*** Opening of RECORDS TO USE ***
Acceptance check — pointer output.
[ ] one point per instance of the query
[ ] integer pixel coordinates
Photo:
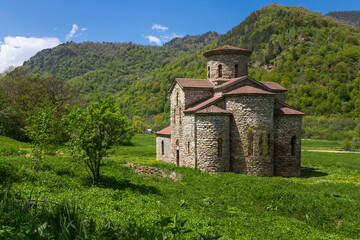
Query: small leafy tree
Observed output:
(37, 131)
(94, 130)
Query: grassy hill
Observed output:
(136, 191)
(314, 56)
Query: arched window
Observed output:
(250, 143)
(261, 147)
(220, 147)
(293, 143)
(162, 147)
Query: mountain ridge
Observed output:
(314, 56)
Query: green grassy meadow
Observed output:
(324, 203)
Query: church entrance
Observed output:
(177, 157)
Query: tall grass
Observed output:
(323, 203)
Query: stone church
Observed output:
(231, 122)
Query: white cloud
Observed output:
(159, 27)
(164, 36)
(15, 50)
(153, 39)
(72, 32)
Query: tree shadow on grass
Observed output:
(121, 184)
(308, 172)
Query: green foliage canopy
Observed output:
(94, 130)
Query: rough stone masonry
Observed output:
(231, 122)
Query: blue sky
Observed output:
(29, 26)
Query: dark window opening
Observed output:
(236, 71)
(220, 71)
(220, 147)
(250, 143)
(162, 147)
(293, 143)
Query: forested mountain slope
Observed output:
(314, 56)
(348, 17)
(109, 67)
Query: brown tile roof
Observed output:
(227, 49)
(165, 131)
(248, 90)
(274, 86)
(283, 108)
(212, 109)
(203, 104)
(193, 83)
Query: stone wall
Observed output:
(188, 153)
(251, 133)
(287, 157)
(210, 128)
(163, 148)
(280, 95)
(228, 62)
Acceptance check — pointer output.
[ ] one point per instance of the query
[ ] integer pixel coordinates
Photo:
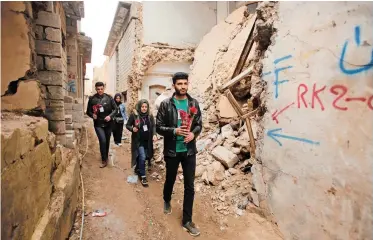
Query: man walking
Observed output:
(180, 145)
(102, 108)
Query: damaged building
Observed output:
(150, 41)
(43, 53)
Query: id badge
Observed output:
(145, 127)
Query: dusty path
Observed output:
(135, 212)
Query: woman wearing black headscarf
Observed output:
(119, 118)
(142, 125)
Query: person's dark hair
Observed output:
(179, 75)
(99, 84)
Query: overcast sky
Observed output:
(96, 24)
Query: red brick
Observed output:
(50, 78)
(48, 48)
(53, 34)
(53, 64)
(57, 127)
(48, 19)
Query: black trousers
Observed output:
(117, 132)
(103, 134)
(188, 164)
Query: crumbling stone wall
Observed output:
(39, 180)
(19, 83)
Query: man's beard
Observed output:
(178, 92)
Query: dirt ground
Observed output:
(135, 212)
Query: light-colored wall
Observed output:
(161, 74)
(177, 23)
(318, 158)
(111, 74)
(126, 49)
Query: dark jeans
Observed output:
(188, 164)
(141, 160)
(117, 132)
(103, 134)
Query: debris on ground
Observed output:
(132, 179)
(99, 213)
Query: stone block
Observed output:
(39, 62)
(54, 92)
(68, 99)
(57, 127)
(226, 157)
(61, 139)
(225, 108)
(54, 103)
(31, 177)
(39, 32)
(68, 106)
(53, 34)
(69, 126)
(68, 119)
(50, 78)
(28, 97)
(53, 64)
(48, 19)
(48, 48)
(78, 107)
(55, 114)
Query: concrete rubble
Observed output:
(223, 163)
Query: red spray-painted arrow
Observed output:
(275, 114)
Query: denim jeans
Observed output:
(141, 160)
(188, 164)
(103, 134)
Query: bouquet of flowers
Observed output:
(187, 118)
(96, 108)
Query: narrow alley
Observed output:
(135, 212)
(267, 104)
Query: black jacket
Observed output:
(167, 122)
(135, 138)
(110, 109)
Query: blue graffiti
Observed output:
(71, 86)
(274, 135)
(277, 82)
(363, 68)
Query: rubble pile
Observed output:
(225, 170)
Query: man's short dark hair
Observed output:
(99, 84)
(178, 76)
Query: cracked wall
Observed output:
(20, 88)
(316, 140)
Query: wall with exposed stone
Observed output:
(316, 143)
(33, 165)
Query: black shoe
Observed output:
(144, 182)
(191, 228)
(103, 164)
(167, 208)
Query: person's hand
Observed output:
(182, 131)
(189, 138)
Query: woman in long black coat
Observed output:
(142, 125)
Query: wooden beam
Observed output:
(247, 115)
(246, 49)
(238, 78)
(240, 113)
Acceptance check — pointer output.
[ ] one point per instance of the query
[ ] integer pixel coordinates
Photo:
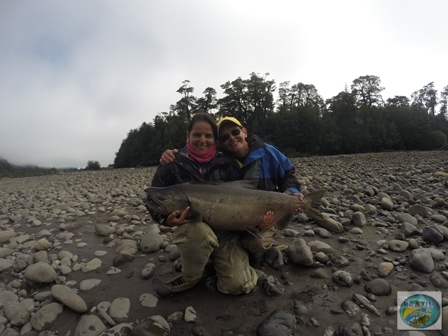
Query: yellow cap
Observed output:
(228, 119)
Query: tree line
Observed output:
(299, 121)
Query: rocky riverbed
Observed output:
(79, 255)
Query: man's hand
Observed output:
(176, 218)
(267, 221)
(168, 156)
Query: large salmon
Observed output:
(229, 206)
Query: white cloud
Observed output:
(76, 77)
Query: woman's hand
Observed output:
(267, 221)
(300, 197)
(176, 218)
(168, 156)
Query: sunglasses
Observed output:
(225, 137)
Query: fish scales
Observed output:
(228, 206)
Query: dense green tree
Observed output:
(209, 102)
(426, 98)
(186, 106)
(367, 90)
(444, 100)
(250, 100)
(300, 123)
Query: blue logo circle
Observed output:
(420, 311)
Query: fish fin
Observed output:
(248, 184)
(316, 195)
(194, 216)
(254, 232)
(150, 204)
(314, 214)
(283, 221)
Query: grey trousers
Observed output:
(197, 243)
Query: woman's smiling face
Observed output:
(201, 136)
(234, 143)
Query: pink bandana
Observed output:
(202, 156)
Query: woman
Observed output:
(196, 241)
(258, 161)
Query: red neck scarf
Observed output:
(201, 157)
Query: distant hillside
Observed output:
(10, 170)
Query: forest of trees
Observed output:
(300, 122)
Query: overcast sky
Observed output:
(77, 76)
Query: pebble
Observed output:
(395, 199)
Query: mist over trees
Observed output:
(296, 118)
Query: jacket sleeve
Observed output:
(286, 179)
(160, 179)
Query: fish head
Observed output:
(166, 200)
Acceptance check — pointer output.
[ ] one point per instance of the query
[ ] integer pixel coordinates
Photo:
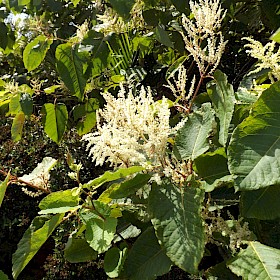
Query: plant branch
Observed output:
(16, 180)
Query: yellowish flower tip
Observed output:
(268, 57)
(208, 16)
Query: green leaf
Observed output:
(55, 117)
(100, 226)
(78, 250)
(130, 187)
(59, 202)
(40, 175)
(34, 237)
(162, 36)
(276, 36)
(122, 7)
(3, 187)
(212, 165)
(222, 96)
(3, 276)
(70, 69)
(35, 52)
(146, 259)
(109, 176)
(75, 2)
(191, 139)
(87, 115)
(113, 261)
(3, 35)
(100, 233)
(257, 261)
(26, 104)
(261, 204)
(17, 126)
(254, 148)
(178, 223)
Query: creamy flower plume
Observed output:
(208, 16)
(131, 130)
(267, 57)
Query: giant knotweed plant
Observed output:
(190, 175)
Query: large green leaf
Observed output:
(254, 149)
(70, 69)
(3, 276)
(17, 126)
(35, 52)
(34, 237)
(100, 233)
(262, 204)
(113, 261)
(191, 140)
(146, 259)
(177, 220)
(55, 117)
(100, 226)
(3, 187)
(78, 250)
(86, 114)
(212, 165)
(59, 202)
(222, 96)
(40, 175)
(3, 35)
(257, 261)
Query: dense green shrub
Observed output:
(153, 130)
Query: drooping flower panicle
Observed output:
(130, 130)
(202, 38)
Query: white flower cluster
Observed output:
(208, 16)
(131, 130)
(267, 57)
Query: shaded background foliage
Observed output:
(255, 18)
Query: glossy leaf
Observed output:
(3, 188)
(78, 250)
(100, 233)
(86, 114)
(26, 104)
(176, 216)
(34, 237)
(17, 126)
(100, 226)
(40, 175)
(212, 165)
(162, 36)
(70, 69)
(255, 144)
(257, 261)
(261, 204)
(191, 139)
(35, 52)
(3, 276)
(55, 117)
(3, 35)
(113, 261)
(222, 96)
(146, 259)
*** Close of RECORDS TO USE ***
▶ ACTIVITY:
Lines containing the word "green" are to be counted in the listing; state their number alone.

▶ ANSWER SPACE:
6